Aim of the exercise: Copy all lines below containing "Pick".

Supplied records:
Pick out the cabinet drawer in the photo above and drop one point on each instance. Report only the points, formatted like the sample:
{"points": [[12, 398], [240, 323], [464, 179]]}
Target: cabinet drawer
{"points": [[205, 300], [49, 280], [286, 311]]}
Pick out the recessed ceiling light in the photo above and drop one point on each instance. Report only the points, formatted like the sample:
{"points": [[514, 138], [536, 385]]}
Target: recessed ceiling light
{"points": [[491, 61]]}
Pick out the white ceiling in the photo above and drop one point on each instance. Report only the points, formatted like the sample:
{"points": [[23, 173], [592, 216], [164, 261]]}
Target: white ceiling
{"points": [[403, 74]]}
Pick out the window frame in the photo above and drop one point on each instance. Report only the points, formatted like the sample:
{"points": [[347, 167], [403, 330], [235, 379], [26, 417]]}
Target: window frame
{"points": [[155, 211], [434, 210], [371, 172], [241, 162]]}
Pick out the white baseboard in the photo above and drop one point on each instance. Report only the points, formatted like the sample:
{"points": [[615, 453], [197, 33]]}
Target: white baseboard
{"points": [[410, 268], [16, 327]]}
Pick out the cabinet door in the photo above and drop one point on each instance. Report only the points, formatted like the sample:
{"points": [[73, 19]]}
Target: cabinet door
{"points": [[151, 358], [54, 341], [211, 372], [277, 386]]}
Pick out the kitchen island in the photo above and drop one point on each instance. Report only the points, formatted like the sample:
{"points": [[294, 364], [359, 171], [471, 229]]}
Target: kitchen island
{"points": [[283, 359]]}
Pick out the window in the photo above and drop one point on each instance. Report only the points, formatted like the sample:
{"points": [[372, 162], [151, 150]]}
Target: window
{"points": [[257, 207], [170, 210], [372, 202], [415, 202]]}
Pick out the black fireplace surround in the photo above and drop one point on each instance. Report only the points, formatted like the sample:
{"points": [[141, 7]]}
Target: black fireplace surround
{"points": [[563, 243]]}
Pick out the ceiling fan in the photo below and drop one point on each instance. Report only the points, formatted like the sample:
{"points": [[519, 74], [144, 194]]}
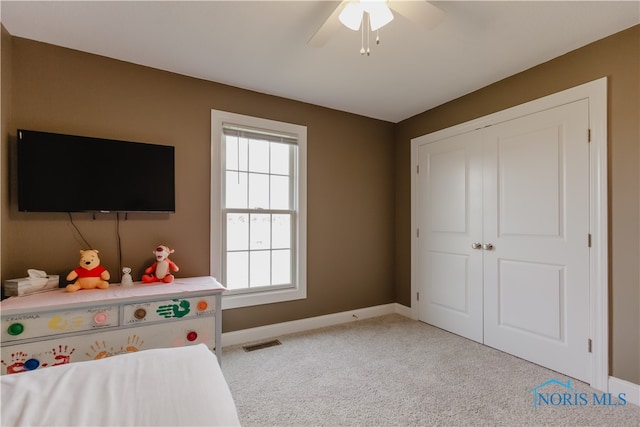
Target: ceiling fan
{"points": [[421, 12]]}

Response area:
Pick out the cabinet drawer in the photo above and drop one point on each instance. Report only the points, formatted like the sample:
Pick out the recessed ceiling light in the photo above and drop one point on each instance. Report only the points, formatted like the sample:
Pick out the white ceiling in the photo above and drop one point on each instance. Report only the points, formatted like the sample:
Pick out the window frame in the photo above and drop one point on each instance. Report only the points, formatted like the sample:
Pick out the white baseboard in the photo above and drop one point on each instance. Report only the points, formatted like the sample:
Pick out the cabinet door in the photo above and drop one point on each instance. Report only the points, formatted like the sample:
Pick out the kitchen island in the photo above and drop one point on each instance. Report only the points, formatted like the sample:
Pick out the window in the photo above and drop one point on each instance. Report only the points, formatted like the sample:
Pick out the black fireplace surround in the photo above and drop one point on each instance. Report only the points, formatted like the sample:
Pick out the ceiling fan in the photo below and drop one point on each instance. Report only the points, formatted like the sample:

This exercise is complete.